(Dataset records about object locations)

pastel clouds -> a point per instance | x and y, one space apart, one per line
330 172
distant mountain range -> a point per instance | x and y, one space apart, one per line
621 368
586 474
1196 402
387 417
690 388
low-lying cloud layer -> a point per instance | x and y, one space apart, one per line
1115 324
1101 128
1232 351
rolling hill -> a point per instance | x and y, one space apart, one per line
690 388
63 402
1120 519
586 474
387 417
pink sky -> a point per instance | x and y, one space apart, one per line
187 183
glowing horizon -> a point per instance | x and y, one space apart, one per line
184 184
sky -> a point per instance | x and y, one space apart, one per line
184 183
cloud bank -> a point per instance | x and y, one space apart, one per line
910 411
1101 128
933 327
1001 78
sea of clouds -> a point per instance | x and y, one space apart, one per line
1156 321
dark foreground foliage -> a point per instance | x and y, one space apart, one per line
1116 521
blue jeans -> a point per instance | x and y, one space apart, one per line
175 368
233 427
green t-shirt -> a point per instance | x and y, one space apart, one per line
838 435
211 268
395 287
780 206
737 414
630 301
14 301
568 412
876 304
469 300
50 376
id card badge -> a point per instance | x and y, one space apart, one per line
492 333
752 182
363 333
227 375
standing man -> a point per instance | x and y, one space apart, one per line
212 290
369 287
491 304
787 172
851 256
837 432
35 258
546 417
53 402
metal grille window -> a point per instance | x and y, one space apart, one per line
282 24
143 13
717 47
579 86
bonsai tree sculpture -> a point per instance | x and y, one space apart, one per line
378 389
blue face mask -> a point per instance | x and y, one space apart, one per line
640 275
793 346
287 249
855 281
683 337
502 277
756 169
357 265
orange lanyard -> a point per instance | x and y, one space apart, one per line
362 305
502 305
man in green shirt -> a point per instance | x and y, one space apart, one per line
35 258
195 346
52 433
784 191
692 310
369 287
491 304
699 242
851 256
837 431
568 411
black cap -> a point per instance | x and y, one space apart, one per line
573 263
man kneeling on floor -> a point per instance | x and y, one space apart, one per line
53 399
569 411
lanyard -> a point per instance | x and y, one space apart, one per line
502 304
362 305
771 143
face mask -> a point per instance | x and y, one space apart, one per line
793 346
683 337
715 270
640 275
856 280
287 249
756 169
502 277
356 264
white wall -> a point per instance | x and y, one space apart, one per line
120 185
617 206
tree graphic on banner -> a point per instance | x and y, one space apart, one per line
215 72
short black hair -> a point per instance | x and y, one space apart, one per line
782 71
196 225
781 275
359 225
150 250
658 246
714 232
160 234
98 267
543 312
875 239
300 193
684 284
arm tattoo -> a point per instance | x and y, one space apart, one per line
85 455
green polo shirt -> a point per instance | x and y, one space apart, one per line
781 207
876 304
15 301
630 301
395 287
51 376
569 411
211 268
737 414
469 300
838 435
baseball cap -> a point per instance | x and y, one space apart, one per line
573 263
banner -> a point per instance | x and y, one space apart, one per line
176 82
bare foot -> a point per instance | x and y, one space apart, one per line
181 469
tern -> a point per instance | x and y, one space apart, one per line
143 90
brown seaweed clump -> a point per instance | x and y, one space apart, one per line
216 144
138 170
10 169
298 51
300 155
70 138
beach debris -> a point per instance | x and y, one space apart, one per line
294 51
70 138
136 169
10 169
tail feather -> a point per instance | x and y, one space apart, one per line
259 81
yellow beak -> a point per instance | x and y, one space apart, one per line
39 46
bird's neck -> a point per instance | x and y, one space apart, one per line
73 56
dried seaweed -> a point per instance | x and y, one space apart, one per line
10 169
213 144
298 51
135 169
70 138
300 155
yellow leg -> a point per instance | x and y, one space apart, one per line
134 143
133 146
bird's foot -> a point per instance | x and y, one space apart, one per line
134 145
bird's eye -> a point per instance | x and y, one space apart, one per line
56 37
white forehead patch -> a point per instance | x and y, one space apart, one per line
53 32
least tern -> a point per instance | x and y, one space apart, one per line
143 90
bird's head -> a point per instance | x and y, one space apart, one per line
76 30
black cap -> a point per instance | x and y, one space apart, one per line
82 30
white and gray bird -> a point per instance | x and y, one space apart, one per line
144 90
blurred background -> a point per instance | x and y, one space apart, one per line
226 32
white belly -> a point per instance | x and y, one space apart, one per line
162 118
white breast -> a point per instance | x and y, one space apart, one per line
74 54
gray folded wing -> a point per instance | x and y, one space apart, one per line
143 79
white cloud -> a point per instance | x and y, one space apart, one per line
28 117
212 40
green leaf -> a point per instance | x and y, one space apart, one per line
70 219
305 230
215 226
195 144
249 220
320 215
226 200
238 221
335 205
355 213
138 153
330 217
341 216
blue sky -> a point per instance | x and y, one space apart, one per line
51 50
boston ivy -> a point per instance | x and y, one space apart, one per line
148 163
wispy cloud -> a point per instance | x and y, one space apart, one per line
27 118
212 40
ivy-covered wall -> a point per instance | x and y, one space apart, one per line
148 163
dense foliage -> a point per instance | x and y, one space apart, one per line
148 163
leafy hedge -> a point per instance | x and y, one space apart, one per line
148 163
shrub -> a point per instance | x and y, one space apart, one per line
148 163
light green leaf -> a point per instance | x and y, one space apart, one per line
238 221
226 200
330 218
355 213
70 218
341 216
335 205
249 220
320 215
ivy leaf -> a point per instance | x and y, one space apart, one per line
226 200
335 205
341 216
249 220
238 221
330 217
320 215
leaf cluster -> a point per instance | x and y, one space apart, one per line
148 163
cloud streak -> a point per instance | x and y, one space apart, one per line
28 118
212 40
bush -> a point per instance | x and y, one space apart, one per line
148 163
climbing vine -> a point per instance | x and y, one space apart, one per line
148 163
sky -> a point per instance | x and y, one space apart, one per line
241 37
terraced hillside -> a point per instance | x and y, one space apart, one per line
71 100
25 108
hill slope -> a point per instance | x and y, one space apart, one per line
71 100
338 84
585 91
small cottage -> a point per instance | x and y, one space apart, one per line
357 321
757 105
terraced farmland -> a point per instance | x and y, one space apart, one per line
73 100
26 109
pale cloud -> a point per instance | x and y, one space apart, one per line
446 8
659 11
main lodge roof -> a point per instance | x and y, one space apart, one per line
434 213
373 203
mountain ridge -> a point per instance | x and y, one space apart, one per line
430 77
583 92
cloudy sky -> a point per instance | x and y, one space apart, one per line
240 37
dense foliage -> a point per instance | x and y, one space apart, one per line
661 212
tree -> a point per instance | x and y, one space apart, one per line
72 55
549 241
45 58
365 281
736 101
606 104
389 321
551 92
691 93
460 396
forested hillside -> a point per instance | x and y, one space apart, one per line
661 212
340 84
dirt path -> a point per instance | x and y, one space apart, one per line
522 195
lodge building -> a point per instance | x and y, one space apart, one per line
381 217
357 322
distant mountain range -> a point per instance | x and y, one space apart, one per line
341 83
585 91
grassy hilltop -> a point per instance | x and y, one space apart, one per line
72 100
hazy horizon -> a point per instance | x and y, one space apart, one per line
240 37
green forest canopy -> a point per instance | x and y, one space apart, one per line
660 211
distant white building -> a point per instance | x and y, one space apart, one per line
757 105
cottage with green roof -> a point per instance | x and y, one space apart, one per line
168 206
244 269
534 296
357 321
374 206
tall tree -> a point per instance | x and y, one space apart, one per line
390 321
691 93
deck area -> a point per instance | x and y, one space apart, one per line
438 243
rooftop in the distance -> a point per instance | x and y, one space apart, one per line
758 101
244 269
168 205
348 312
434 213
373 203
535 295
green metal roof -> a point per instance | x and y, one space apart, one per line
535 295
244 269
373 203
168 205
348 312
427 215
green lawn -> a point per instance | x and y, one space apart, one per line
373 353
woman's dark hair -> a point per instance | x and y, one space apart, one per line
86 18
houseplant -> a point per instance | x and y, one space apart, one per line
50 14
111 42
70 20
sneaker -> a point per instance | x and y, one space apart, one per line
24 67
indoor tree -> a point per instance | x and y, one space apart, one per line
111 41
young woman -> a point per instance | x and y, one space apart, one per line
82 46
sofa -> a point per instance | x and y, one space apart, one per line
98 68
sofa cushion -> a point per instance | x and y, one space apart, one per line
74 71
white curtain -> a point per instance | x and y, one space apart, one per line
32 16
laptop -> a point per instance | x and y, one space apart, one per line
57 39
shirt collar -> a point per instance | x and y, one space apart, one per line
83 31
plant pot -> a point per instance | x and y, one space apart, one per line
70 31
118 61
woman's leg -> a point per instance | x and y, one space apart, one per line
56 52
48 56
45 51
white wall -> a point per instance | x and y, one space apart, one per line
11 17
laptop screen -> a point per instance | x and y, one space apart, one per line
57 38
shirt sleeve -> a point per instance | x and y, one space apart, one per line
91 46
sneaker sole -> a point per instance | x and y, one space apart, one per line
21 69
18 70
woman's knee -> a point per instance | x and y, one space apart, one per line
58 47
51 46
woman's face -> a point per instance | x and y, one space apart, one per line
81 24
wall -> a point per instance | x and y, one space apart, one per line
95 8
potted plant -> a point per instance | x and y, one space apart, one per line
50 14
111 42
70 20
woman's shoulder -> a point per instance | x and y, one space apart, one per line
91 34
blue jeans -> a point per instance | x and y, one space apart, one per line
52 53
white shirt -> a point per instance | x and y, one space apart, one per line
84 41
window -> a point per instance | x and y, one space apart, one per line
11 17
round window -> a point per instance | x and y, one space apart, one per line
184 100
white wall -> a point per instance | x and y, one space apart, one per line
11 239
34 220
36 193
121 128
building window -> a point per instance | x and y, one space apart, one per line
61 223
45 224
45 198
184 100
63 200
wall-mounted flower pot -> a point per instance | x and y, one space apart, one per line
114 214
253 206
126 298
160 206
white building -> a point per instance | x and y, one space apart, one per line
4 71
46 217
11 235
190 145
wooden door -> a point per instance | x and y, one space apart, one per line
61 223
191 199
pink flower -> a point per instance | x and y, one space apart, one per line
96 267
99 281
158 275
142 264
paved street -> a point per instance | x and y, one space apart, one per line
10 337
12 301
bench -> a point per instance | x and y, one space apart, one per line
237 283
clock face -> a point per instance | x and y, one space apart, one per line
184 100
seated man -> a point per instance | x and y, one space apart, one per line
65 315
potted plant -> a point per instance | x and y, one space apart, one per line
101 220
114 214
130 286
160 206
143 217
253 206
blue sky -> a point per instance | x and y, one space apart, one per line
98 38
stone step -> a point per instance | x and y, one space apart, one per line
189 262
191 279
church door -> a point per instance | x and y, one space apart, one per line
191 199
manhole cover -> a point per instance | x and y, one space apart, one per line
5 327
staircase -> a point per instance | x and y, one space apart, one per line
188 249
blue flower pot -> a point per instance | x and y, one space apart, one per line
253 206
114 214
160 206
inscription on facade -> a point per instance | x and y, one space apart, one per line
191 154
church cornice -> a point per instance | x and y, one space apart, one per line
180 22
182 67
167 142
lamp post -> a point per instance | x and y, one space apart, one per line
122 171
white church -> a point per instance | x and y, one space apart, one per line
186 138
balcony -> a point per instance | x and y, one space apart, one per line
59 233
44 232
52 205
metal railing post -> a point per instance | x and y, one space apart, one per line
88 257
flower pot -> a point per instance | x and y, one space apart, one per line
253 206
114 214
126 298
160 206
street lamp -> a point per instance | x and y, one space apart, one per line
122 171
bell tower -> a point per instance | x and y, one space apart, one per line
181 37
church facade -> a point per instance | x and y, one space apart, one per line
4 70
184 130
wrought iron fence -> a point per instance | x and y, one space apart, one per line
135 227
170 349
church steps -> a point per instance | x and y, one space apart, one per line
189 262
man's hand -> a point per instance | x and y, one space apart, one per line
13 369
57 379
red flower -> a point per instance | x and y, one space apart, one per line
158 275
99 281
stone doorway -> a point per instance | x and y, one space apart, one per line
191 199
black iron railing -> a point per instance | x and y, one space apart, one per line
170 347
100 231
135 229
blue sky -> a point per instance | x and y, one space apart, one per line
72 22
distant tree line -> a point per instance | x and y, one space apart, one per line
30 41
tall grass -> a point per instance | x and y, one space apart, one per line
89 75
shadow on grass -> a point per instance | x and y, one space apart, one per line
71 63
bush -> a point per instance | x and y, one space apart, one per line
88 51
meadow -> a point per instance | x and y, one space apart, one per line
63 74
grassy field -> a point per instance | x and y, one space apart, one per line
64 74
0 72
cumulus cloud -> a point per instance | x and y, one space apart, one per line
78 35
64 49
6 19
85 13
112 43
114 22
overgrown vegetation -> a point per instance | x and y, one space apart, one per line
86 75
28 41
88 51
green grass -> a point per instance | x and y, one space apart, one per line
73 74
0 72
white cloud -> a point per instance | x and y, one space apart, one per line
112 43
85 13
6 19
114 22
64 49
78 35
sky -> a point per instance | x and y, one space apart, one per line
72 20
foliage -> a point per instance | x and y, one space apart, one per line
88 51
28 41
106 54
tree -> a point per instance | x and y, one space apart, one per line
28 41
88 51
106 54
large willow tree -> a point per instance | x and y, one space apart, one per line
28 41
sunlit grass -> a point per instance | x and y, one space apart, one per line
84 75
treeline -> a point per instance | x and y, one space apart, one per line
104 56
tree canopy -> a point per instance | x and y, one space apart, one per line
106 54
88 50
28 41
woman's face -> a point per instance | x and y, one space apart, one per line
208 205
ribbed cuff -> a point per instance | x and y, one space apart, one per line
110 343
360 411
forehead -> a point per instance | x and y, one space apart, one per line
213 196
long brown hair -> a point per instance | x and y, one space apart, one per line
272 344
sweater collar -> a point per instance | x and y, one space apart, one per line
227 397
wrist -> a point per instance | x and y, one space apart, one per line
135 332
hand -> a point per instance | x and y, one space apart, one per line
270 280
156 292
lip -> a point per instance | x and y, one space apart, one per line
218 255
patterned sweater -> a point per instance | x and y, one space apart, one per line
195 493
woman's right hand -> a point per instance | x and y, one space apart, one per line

** TASK STATEMENT **
Your task is to reproduce, exactly and exclusively, the lines from the one holding "long brown hair" through the final line of the listing.

** COMPLETE RESPONSE **
long brown hair -> a point per instance | x and y, one space apart, one per line
272 344
sweater collar -> a point per instance | x and y, one space apart, one per line
227 397
wrist -> a point per instance | x and y, one space apart, one per line
135 332
hand -> a point per instance | x and y, one space apart, one per line
270 280
156 292
lip -> a point per instance | x and y, one space apart, one per line
218 255
patterned sweater -> a point per instance | x and y, one space apart, one per line
195 493
woman's right hand -> a point per instance | x and y, one space apart, one per line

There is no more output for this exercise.